**WRITTEN EXERCISE:**
Every record below should be transcribed exactly. Omit the images.

[START OF DATASET EXTRACT]

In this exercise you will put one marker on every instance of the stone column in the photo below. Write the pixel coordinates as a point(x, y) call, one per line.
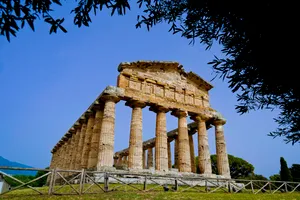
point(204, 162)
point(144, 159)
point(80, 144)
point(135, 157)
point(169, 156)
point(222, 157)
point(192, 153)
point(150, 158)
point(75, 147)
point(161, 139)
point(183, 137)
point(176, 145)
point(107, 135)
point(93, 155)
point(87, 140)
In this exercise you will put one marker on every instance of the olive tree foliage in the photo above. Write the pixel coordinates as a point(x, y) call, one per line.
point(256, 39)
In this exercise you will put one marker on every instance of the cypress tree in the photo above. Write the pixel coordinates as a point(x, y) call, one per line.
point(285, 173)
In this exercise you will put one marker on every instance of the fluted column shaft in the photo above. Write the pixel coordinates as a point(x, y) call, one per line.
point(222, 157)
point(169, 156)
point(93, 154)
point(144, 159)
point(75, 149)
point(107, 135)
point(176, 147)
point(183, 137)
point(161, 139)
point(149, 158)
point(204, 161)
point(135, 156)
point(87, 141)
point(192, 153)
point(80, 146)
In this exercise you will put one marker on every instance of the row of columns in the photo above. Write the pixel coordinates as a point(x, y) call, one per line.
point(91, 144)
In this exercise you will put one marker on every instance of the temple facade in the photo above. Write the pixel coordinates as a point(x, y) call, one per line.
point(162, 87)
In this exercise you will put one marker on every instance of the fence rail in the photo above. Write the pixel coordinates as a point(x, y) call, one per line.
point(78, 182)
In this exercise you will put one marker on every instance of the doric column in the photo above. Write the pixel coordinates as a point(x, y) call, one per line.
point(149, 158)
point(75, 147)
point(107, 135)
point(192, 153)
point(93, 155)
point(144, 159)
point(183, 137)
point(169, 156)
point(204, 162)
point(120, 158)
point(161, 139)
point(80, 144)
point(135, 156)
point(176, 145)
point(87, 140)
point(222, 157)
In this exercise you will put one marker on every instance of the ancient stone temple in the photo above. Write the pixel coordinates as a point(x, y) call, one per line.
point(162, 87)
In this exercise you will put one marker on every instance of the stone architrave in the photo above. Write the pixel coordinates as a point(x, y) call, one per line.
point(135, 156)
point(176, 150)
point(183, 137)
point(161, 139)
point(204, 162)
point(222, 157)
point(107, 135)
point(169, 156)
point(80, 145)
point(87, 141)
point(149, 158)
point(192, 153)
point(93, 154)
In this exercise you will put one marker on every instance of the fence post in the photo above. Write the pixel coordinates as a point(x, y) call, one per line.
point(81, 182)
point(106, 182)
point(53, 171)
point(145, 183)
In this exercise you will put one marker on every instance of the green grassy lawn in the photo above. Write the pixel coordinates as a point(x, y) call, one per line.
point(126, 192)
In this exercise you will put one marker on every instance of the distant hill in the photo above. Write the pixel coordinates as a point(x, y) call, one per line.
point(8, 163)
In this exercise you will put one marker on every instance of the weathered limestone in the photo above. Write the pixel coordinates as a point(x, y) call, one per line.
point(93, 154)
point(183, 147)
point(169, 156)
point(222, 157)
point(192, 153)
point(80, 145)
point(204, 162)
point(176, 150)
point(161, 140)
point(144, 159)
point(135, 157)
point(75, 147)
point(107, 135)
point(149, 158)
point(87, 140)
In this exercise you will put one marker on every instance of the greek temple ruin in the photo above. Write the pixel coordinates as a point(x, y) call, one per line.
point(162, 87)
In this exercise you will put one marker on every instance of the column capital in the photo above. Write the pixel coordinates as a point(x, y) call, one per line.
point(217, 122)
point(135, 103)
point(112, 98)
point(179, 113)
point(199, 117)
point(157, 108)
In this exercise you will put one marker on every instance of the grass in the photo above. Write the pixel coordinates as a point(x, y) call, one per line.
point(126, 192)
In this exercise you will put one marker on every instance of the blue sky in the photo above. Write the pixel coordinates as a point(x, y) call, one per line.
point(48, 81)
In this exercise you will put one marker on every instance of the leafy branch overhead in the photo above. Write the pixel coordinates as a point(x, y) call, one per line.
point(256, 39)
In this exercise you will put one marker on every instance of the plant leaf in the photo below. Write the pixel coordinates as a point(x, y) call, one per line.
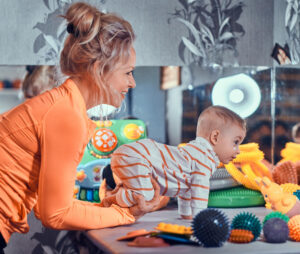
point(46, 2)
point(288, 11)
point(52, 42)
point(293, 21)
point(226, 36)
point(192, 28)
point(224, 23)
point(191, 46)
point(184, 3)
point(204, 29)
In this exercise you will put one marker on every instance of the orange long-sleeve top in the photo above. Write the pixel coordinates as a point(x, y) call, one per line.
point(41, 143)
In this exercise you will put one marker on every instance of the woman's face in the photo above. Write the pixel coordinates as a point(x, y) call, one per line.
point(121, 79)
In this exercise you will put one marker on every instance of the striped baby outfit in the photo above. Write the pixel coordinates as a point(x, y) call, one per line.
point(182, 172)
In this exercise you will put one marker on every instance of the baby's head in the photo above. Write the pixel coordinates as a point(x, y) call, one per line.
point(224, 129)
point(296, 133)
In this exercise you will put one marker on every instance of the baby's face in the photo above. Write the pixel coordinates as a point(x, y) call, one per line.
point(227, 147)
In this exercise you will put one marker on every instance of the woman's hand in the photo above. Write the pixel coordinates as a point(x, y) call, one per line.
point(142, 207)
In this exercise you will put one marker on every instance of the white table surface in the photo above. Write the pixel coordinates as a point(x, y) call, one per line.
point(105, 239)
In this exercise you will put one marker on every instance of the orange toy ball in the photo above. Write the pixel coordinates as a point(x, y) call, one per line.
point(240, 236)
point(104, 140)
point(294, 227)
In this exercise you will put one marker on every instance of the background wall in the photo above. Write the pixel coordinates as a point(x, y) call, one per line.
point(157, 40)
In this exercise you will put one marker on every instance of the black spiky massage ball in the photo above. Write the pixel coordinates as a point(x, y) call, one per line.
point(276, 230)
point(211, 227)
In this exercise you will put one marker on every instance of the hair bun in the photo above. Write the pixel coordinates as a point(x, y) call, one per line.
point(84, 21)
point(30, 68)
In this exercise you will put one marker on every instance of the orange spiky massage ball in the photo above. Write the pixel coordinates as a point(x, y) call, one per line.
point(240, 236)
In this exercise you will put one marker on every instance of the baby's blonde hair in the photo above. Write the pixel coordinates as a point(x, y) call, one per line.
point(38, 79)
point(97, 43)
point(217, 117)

[END OF DATASET EXTRACT]

**WORKED SOLUTION:**
In this exercise you will put one marker on every instance of the stone column in the photo below. Write the pixel coordinates as a point(x, y) call, one per line.
point(204, 162)
point(144, 159)
point(80, 144)
point(135, 157)
point(169, 156)
point(222, 157)
point(192, 153)
point(150, 158)
point(75, 147)
point(161, 139)
point(183, 137)
point(176, 145)
point(107, 135)
point(93, 155)
point(87, 140)
In this exercise you will put one marker on every instance of the olive tree foliage in the photo above. Write the pixel coordinates as a point(x, y) call, one per line.
point(256, 39)
In this exercise you will put one marker on every instance of the cypress tree in the photo above. Write the pixel coordinates as a point(x, y) call, one per line.
point(285, 173)
In this exercise you will put one marker on every instance of the fluted column shaft in the photo above. Write the pixel coordinates as a point(x, y) call, one per line.
point(222, 157)
point(169, 156)
point(93, 154)
point(144, 159)
point(75, 149)
point(107, 135)
point(176, 147)
point(183, 137)
point(161, 139)
point(149, 158)
point(204, 161)
point(135, 156)
point(87, 141)
point(192, 153)
point(80, 146)
In this exercise you will put one marker on every instance of the row of columns in the photo above. Write the pixel coordinates as a point(x, y) call, one per line.
point(91, 144)
In this exercise you will put one marker on every instance of the temple facade in the photo above. Write the pixel coordinates as a point(x, y) call, one per line.
point(162, 87)
In this exercise you will put one marker on every instance of the fence rail in the photo above. Write the pixel coordinates as a point(x, y) call, one per line.
point(78, 182)
In this exercise you will put one marker on every instance of the doric column in the photo above. Write the pixel coordinates as a point(x, y) call, one per line.
point(149, 158)
point(75, 147)
point(107, 135)
point(192, 153)
point(93, 155)
point(144, 159)
point(183, 137)
point(169, 156)
point(204, 162)
point(120, 158)
point(161, 139)
point(80, 144)
point(135, 156)
point(176, 145)
point(87, 140)
point(222, 157)
In this exercise you will put one marker on every instance of the ancient stone temple in the photo above. Write the pixel coordinates as a point(x, y) call, one per line.
point(162, 87)
In this exercise you will put one marker on every instance of the stone architrave in the photo above. Write the pixel coordinates as a point(x, y) call, one per line.
point(135, 156)
point(176, 150)
point(183, 137)
point(161, 139)
point(204, 162)
point(222, 157)
point(107, 135)
point(169, 156)
point(80, 145)
point(87, 141)
point(149, 158)
point(192, 153)
point(93, 154)
In this exercise you will put one marker on every instance of the fence post in the photo above. Write the pixel coordinates as a point(x, y) call, one per line.
point(81, 182)
point(106, 182)
point(53, 171)
point(145, 183)
In this exercise you will put one marker on every instance of the green grassy lawn in the photo above. Write the pixel coordinates as a point(x, y) call, one per line.
point(126, 192)
In this exercise you will put one marker on every instance of the distant hill in the photo above. Write the pixel coordinates as a point(x, y) call, one per line.
point(8, 163)
In this exercise you will put one marker on every instance of the weathered limestone in the photo above. Write the pixel coordinates as a point(x, y) call, one per line.
point(93, 154)
point(183, 147)
point(169, 156)
point(222, 157)
point(192, 153)
point(80, 145)
point(204, 162)
point(176, 150)
point(161, 140)
point(144, 159)
point(135, 157)
point(75, 147)
point(107, 135)
point(149, 158)
point(87, 140)
In this exercise you will put one marker on every instance of the greek temple ruin in the photo above. Write the pixel coordinates as a point(x, y) call, one per line.
point(162, 87)
In this exercise you will put one marker on every instance of the column capital in the photo above. Write the pixel coordinates as a point(x, y) call, one per line.
point(217, 122)
point(135, 103)
point(112, 98)
point(179, 113)
point(199, 117)
point(157, 108)
In this exercise you will put one marker on every instance of the grass in the photo above. Write the pixel coordinates as a point(x, y) call, one per line.
point(126, 192)
In this exercise you will put one marker on every instance of the blue sky in the photo above. Write the pixel coordinates as a point(x, y) call, one per line.
point(48, 81)
In this exercise you will put one marker on every instance of the leafy branch overhead in the photo above. Write the pixel coordinates as a point(x, y) call, one per line.
point(256, 39)
In this exercise you will put one marker on every instance of the plant leaf in the photo below. Write the pixel coordinates as a point(x, y) call, one per line.
point(46, 2)
point(288, 11)
point(52, 42)
point(293, 21)
point(226, 36)
point(192, 28)
point(224, 23)
point(191, 46)
point(184, 3)
point(204, 29)
In this exercise you will put one marker on every instance of the orange long-sleeve top in the photo above. Write the pixel coordinates as a point(x, y) call, one per line.
point(41, 143)
In this exercise you will put one marker on every instance of the woman's face in the photo above. Write the pixel coordinates as a point(x, y) call, one per line.
point(121, 79)
In this exercise you will put one marker on every instance of the striped baby outfit in the photo above. Write the pixel coordinates as a point(x, y) call, one per line.
point(182, 172)
In this exercise you will put one marker on every instance of the baby's head in the photo above. Write the pixel coordinates as a point(x, y) call, one per line.
point(224, 129)
point(296, 133)
In this exercise you will put one marker on every instance of the baby's face in the photo above. Write the pixel coordinates as a point(x, y) call, one per line.
point(227, 147)
In this exercise you will put one marker on every instance of the woman's hand in the photo above. Write the pixel coordinates as a point(x, y) call, one per line.
point(142, 207)
In this exercise you will put one marker on every instance of the white table surface in the photo above. Write the pixel coordinates as a point(x, y) call, one per line.
point(105, 239)
In this exercise you will put one marker on every instance of the orange toy ball in the photo above. Write the pixel coordinates as a point(x, y) call, one per line.
point(240, 236)
point(104, 140)
point(294, 227)
In this exercise you will put one marker on every instance of the background wall in the photo above. Write the pixel coordinates as a point(x, y) call, one per line.
point(157, 40)
In this exercise you will put one marker on every instance of the black spiky massage ball in the photo above. Write the pixel coordinates as a point(x, y) call, one per line.
point(276, 230)
point(211, 227)
In this exercise you will put one marker on every instance of the hair bun in the photo above. Write the pixel coordinates as a point(x, y) call, one per line.
point(84, 21)
point(30, 68)
In this exercise you will put one marker on every instance of the orange spiky massage ball in the photo above. Write the pixel coordinates as a point(x, y) call, one per line.
point(240, 236)
In this exercise you will put one marker on every instance of the baby's blonde hair in the photo above. Write the pixel coordinates as a point(x, y) call, one per line.
point(38, 79)
point(97, 43)
point(217, 117)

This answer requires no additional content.